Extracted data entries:
--- start ---

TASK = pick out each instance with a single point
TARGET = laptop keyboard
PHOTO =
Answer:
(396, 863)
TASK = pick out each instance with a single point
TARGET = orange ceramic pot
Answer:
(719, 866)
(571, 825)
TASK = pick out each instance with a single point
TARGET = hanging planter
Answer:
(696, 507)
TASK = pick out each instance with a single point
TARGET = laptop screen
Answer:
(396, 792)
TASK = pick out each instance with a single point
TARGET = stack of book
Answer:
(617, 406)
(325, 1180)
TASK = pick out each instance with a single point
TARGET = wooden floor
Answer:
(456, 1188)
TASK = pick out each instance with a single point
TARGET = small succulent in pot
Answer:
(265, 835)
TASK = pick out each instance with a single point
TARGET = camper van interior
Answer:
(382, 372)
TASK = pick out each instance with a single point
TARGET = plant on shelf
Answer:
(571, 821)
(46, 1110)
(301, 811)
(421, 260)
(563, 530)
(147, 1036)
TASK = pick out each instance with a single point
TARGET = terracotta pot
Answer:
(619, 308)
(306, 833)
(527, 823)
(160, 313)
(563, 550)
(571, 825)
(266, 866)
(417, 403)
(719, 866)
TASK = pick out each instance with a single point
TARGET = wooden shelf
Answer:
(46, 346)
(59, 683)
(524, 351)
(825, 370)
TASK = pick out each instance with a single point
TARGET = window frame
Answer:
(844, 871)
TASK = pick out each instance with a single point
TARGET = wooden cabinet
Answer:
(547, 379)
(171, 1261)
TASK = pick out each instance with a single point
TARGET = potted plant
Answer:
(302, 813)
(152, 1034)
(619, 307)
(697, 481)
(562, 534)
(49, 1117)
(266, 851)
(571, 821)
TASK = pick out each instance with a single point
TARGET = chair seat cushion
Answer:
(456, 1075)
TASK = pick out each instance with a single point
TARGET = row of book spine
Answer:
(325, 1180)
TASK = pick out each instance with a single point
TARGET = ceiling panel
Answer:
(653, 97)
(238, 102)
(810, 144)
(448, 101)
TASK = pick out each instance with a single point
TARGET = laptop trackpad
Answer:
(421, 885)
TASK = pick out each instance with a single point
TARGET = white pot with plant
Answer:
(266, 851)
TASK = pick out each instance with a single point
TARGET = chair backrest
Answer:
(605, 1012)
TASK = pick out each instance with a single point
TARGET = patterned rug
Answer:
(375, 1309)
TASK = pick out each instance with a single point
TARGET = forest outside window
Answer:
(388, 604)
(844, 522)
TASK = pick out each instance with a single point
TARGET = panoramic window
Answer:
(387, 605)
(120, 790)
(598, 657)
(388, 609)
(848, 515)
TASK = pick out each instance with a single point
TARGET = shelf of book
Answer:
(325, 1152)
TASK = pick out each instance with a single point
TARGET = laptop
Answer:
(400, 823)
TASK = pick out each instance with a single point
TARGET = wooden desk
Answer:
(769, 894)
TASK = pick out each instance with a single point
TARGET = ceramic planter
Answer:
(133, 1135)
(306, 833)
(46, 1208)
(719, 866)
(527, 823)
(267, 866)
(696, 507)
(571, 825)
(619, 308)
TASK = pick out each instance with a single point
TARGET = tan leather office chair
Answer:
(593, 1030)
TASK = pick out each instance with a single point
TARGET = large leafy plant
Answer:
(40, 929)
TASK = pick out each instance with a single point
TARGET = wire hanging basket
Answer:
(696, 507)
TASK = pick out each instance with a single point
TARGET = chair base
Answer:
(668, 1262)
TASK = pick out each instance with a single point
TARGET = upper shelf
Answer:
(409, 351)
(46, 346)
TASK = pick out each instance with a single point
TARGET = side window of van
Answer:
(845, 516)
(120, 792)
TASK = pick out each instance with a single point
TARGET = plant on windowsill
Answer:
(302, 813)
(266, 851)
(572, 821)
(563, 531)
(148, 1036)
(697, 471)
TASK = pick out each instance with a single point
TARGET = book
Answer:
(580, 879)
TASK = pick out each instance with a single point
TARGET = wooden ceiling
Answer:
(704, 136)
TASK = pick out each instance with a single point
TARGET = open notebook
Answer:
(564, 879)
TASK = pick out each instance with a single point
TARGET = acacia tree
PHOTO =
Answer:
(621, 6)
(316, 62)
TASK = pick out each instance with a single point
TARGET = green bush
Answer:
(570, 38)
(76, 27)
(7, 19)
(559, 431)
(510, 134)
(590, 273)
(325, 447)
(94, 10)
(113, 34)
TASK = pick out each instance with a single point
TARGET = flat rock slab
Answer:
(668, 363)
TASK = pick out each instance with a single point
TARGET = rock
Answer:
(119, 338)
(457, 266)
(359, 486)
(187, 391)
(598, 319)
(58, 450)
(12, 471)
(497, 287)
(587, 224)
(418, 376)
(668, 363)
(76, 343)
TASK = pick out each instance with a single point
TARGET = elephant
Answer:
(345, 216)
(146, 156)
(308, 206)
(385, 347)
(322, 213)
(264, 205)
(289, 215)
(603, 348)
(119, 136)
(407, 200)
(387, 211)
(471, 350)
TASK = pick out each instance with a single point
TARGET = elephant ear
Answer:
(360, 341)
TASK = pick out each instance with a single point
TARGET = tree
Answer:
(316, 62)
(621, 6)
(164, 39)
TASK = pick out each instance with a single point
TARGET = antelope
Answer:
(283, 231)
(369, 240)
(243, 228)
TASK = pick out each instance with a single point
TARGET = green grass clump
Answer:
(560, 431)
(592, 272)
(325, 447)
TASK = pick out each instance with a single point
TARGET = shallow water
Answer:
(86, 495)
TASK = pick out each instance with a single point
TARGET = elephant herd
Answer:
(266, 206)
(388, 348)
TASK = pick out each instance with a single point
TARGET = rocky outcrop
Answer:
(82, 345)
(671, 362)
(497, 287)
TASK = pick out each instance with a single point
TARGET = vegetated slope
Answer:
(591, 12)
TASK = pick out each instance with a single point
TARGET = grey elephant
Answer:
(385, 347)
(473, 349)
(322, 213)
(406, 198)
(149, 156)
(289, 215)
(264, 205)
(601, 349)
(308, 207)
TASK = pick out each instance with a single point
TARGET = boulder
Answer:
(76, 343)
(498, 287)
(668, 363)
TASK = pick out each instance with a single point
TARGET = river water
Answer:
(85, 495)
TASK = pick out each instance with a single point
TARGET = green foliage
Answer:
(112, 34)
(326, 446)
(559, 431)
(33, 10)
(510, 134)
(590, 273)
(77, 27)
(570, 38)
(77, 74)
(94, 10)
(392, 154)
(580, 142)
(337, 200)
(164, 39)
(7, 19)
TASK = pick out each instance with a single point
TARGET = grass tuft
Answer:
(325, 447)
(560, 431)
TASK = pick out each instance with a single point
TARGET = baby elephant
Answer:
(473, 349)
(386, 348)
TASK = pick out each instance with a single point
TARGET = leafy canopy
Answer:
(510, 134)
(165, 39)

--- end ---

Each line of the listing above should be output exactly.

OUTPUT FOR THIS TASK:
TASK = pick out each instance with a single point
TARGET = laptop keyboard
PHOTO =
Answer:
(396, 863)
TASK = pick out each instance with a single point
TARGET = orange ceramic pot
Answer:
(719, 866)
(571, 825)
TASK = pick out each instance with a single point
TARGET = hanging planter
Answer:
(696, 507)
TASK = pick out each instance with a single point
TARGET = laptop screen
Answer:
(396, 792)
TASK = pick out each instance with a single point
TARGET = stack of book
Answer:
(617, 406)
(325, 1180)
TASK = pick out each instance with a single point
TARGET = wooden floor
Answer:
(456, 1188)
TASK = pick out each instance with a single point
TARGET = small succulent in pot
Answer:
(265, 835)
TASK = pick out each instance with a single point
TARGET = camper van interior
Answer:
(382, 372)
TASK = pick out each instance with a single point
TARGET = plant on shelf
Answer:
(571, 821)
(46, 1110)
(301, 811)
(421, 260)
(563, 530)
(147, 1036)
TASK = pick out each instance with a single point
TARGET = terracotta pot
Answer:
(619, 308)
(306, 833)
(527, 823)
(160, 313)
(563, 550)
(571, 825)
(266, 866)
(417, 403)
(719, 866)
TASK = pick out each instance with a single point
TARGET = wooden shelf
Answer:
(46, 346)
(59, 683)
(524, 351)
(825, 370)
TASK = pick out each instance with a single point
TARGET = window frame
Answer:
(844, 871)
TASK = pick out each instance with a single point
TARGET = wooden cabinet
Answer:
(547, 379)
(171, 1261)
TASK = pick out each instance with a single point
TARGET = potted plant
Answer:
(302, 813)
(152, 1034)
(619, 307)
(697, 481)
(562, 534)
(49, 1117)
(266, 851)
(571, 821)
TASK = pick out each instance with a single point
TARGET = chair seat cushion
Answer:
(456, 1075)
TASK = pick out each instance with a single point
TARGET = row of book spine
Answer:
(325, 1180)
TASK = pick out each instance with a single point
TARGET = ceiling panel
Answer:
(653, 97)
(238, 102)
(810, 144)
(448, 101)
TASK = pick out each instance with a single point
TARGET = laptop trackpad
Answer:
(421, 885)
TASK = pick out each instance with a single point
TARGET = white pot with plant
Answer:
(266, 851)
TASK = pick out each instance with a single point
TARGET = chair backrest
Answer:
(605, 1012)
TASK = pick out each instance with a single point
TARGET = patterned rug
Answer:
(375, 1309)
TASK = pick out each instance with a single point
TARGET = forest outside window
Answer:
(388, 604)
(844, 522)
TASK = pick out each instance with a single point
TARGET = panoramic window
Answer:
(387, 605)
(120, 790)
(598, 657)
(388, 609)
(848, 515)
TASK = pick out each instance with a single point
TARGET = shelf of book
Answer:
(325, 1152)
TASK = pick out each instance with a single point
TARGET = laptop
Answer:
(400, 823)
TASK = pick out each instance with a single point
TARGET = wooden desk
Answer:
(769, 894)
TASK = pick out each instance with a single point
TARGET = ceramic planter
Answer:
(133, 1135)
(306, 833)
(46, 1208)
(719, 866)
(527, 823)
(267, 866)
(696, 507)
(571, 825)
(619, 308)
TASK = pick out each instance with a single point
TARGET = tan leather office chair
Answer:
(593, 1030)
TASK = pick out each instance with a single point
TARGET = large leafy plant
Answer:
(40, 929)
TASK = pick out each instance with a single point
TARGET = wire hanging basket
Answer:
(696, 507)
TASK = pick out each instance with a single point
TARGET = chair base
Answer:
(668, 1262)
TASK = pick out each instance with a single point
TARGET = upper shelf
Answer:
(409, 351)
(46, 346)
TASK = pick out each instance with a single point
TARGET = side window of van
Answer:
(845, 516)
(120, 792)
TASK = pick out each instance with a single point
TARGET = plant on windowsill
Answer:
(302, 813)
(266, 851)
(572, 821)
(563, 531)
(148, 1036)
(697, 471)
TASK = pick out each instance with a single point
TARGET = book
Answer:
(580, 879)
TASK = pick out each instance with a single point
TARGET = wooden ceiling
Answer:
(704, 136)
TASK = pick out each instance with a single point
TARGET = open notebook
Answer:
(564, 879)
TASK = pick out each instance with a single point
TARGET = acacia tree
PHOTO =
Answer:
(621, 6)
(316, 62)
TASK = pick out each instance with a single point
TARGET = green bush
Answer:
(570, 38)
(76, 27)
(7, 19)
(559, 431)
(510, 134)
(590, 273)
(325, 447)
(94, 10)
(113, 34)
TASK = pick out each instance with a single point
TARGET = flat rock slab
Answer:
(668, 363)
TASK = pick out each instance with a single point
TARGET = rock
Answer:
(119, 338)
(457, 266)
(359, 486)
(187, 391)
(598, 319)
(58, 450)
(12, 471)
(497, 287)
(587, 224)
(418, 376)
(668, 363)
(76, 343)
TASK = pick out each instance with a single point
TARGET = elephant
Answer:
(345, 216)
(146, 156)
(308, 206)
(385, 347)
(322, 213)
(264, 205)
(289, 215)
(603, 348)
(119, 136)
(407, 200)
(387, 211)
(471, 350)
TASK = pick out each instance with a single point
TARGET = elephant ear
Answer:
(360, 341)
TASK = pick out each instance with a single point
TARGET = tree
Answer:
(316, 62)
(621, 6)
(164, 39)
TASK = pick out each instance with a single point
TARGET = antelope
Answer:
(283, 231)
(369, 240)
(243, 228)
TASK = pick out each instance with a single point
TARGET = green grass clump
Answer:
(560, 431)
(592, 272)
(325, 447)
TASK = pick out each instance with a single point
TARGET = shallow water
Answer:
(86, 495)
TASK = pick out each instance with a single point
TARGET = elephant herd
Answer:
(266, 206)
(388, 348)
TASK = pick out each instance with a single point
TARGET = rocky outcrop
Answer:
(82, 345)
(671, 362)
(497, 287)
TASK = pick out each instance with a single point
TARGET = vegetated slope
Answer:
(591, 12)
TASK = pick out each instance with a single point
TARGET = grey elephant
Answer:
(385, 347)
(473, 349)
(322, 213)
(406, 198)
(149, 156)
(289, 215)
(264, 205)
(601, 349)
(308, 207)
TASK = pick out each instance with a single point
TARGET = boulder
Answer:
(76, 343)
(498, 287)
(668, 363)
TASK = pick out each instance with a single point
TARGET = river water
Answer:
(85, 495)
TASK = pick out each instance with a single point
TARGET = green foliage
Answer:
(112, 34)
(326, 446)
(559, 431)
(33, 10)
(510, 134)
(590, 273)
(77, 27)
(570, 38)
(77, 74)
(94, 10)
(392, 154)
(580, 142)
(337, 200)
(164, 39)
(7, 19)
TASK = pick out each instance with a single point
TARGET = grass tuft
Answer:
(325, 447)
(560, 431)
TASK = pick out each instance with a single point
TARGET = baby elephant
Answer:
(473, 349)
(386, 348)
TASK = pick out each instance with a single point
TARGET = leafy canopy
Answer:
(510, 134)
(165, 39)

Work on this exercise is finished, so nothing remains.